### Study text

=== Begin Enclosure ===

As I was wondering about what to write to you, I happened to revisit this documentary. And then I knew that was the offer I have for you today.

It is a gift from one of my greatest teachers. I bow to him and to all those who came before him. As Pema Chodron writes, "I feel gratitude that someone saw the truth and pointed out that we don’t suffer this kind of pain because of our personal inability to get things right." (Click here to read the chapter from The Places That Scare You - Fearlessness in Difficult Times.) And to the great teacher within, who leads the way if we are quiet enough to hear, my deepest gratitude.

You could very well be pioneering the way for the rest of us. For sure as night turns into day, we will all go through major changes and losses in our lives: physical, emotional, roles we play, relationships, etc. Our attachment to them is our suffering. Being with them is our gateway.

Thank you so much for writing. Stay in touch.

Love,

Carina

If other questions arise from this writing, please email
nowstayopen@gmail.com.

Saturday, July 10, 2010

You're in the Perfect Place for Expansion

Dear Carina,

I have recently had my heart broken. The man I was with ended our relationship because, "I was not a believer, and that his true path was to seek God and I wouldn't help that." Although I am not Christian, I do believe in a spiritual being or higher power. I am finding this difficult to deal with given the personal nature of it. I was truly in love and experienced wonderful things with this man. I am unsure of where to begin to pick up the pieces. Please help.



*****



Thank you so much for writing. I really feel for you.

It can all feel so personal, and our mental/emotional states - that we confuse with who we really are - have a field day churning over the stories and reasons and justifications and ow! and and and . . .

One temptation is to analyze why he does what he does. This can seem helpful at first. In the past when I had relationship woes, I used to talk with a therapist friend of mine about what might have been going on with my men. Our analytic conversations soothed me. They helped me come up with a theory of why they acted like they did and it depersonalized my feelings of rejection. So this can be useful for one level of relief.

After some time, however, I would find that the mental indulgence took the focus away from the deeper opportunity I was being handed.

In The Power of Now, Eckhart Tolle says that women tend to be closer to their spiritual essence, relating more to emotions and the body, while men tend to be further removed, being more identified with the mind (though they may purport otherwise, sometimes even criticizing their women for being unenlightened). Of course there are exceptions to this rule, but the good news here is that your heartache and willingness to stay open are access to your natural state: living continuously in the arms of the beloved, infinite divine.

And if you can't feel that right now, don't worry. You are still there.

=== End Enclosure ===

### Extracted material
=== Begin Enclosure ===

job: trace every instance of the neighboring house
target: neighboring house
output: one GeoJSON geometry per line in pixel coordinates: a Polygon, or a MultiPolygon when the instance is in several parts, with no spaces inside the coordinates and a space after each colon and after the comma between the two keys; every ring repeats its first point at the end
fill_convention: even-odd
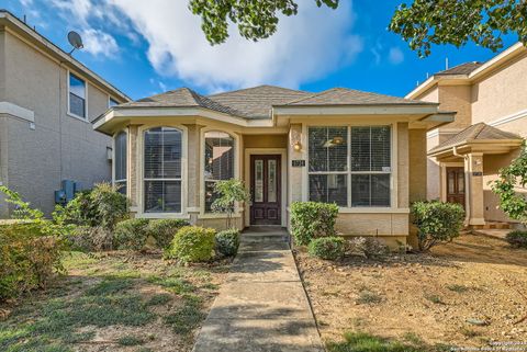
{"type": "MultiPolygon", "coordinates": [[[[66,33],[65,33],[66,35],[66,33]]],[[[0,10],[0,183],[49,214],[63,180],[111,180],[112,139],[91,121],[130,99],[0,10]]],[[[8,206],[0,197],[0,218],[8,206]]]]}
{"type": "Polygon", "coordinates": [[[428,198],[462,204],[472,227],[511,222],[489,182],[527,136],[527,49],[518,43],[484,64],[440,71],[406,98],[457,112],[427,135],[428,198]]]}
{"type": "Polygon", "coordinates": [[[426,197],[426,132],[453,121],[437,103],[336,88],[261,86],[204,96],[181,88],[113,106],[94,128],[114,137],[114,181],[137,217],[224,227],[218,180],[253,203],[236,226],[289,227],[295,201],[337,203],[344,235],[406,241],[410,203],[426,197]]]}

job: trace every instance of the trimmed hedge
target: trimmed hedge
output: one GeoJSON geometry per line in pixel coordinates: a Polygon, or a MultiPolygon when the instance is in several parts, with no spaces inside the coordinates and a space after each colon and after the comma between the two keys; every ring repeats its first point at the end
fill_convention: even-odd
{"type": "Polygon", "coordinates": [[[147,227],[148,236],[154,237],[159,248],[168,248],[176,232],[190,224],[183,219],[157,219],[150,220],[147,227]]]}
{"type": "Polygon", "coordinates": [[[338,215],[336,204],[294,202],[291,204],[291,232],[298,245],[309,245],[313,239],[335,235],[338,215]]]}
{"type": "Polygon", "coordinates": [[[505,237],[511,246],[516,248],[527,248],[527,231],[514,230],[505,237]]]}
{"type": "Polygon", "coordinates": [[[119,223],[113,232],[115,249],[142,250],[148,238],[148,219],[133,218],[119,223]]]}
{"type": "Polygon", "coordinates": [[[216,251],[225,257],[236,256],[239,247],[239,231],[236,228],[223,230],[215,237],[216,251]]]}
{"type": "Polygon", "coordinates": [[[344,257],[346,241],[341,237],[321,237],[311,241],[307,252],[313,257],[326,260],[337,260],[344,257]]]}
{"type": "Polygon", "coordinates": [[[181,263],[209,261],[214,257],[215,234],[213,228],[182,227],[176,232],[165,257],[177,259],[181,263]]]}

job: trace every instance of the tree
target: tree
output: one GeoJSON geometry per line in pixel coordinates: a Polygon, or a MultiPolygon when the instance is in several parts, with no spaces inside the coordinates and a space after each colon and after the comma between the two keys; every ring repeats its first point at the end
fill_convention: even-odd
{"type": "Polygon", "coordinates": [[[232,227],[233,214],[236,211],[236,203],[250,202],[250,193],[244,185],[244,182],[231,179],[218,181],[214,185],[214,193],[217,197],[212,202],[211,208],[214,213],[224,213],[227,215],[227,229],[232,227]]]}
{"type": "Polygon", "coordinates": [[[500,179],[491,182],[492,191],[500,198],[500,208],[511,218],[527,223],[527,198],[516,188],[527,184],[527,147],[524,143],[519,156],[500,170],[500,179]]]}
{"type": "Polygon", "coordinates": [[[460,47],[473,42],[496,52],[509,33],[526,45],[526,21],[525,0],[415,0],[395,10],[389,29],[426,57],[431,44],[460,47]]]}
{"type": "MultiPolygon", "coordinates": [[[[277,32],[278,14],[295,15],[296,0],[190,0],[189,9],[201,16],[201,27],[211,44],[228,37],[228,21],[238,25],[239,34],[251,41],[270,37],[277,32]]],[[[338,7],[339,0],[312,0],[317,7],[338,7]]]]}

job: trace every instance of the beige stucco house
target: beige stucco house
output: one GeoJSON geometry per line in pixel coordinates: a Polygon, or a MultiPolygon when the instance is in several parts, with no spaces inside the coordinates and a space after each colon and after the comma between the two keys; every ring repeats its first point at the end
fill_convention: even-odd
{"type": "Polygon", "coordinates": [[[518,43],[486,63],[440,71],[406,98],[457,112],[427,134],[428,198],[462,204],[472,227],[511,222],[489,182],[527,137],[527,49],[518,43]]]}
{"type": "MultiPolygon", "coordinates": [[[[66,32],[65,32],[66,35],[66,32]]],[[[91,121],[130,99],[0,10],[0,184],[49,214],[63,180],[111,180],[112,139],[91,121]]],[[[0,218],[9,207],[0,196],[0,218]]]]}
{"type": "Polygon", "coordinates": [[[405,242],[410,203],[426,197],[426,133],[453,121],[437,103],[349,89],[261,86],[214,95],[181,88],[113,106],[114,182],[137,217],[222,228],[214,183],[242,179],[253,203],[236,226],[289,227],[295,201],[337,203],[344,235],[405,242]]]}

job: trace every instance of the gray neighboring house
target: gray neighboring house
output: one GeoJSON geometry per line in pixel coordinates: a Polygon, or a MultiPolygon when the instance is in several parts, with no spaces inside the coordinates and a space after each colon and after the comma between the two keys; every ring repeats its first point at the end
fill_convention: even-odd
{"type": "MultiPolygon", "coordinates": [[[[65,33],[66,34],[66,33],[65,33]]],[[[0,184],[49,214],[63,180],[112,179],[112,138],[91,122],[130,101],[9,11],[0,10],[0,184]]],[[[0,195],[0,218],[9,206],[0,195]]]]}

=== End Enclosure ===

### Your tasks
1. In the advice column, which book is cited for the view that women tend to be closer to their spiritual essence than men?
2. Write out the part of the advice column starting with "It is a gift" and going on through "is our gateway.".

### Your responses
1. The Power of Now, by Eckhart Tolle.

2.
It is a gift from one of my greatest teachers. I bow to him and to all those who came before him. As Pema Chodron writes, "I feel gratitude that someone saw the truth and pointed out that we don’t suffer this kind of pain because of our personal inability to get things right." (Click here to read the chapter from The Places That Scare You - Fearlessness in Difficult Times.) And to the great teacher within, who leads the way if we are quiet enough to hear, my deepest gratitude.

You could very well be pioneering the way for the rest of us. For sure as night turns into day, we will all go through major changes and losses in our lives: physical, emotional, roles we play, relationships, etc. Our attachment to them is our suffering. Being with them is our gateway.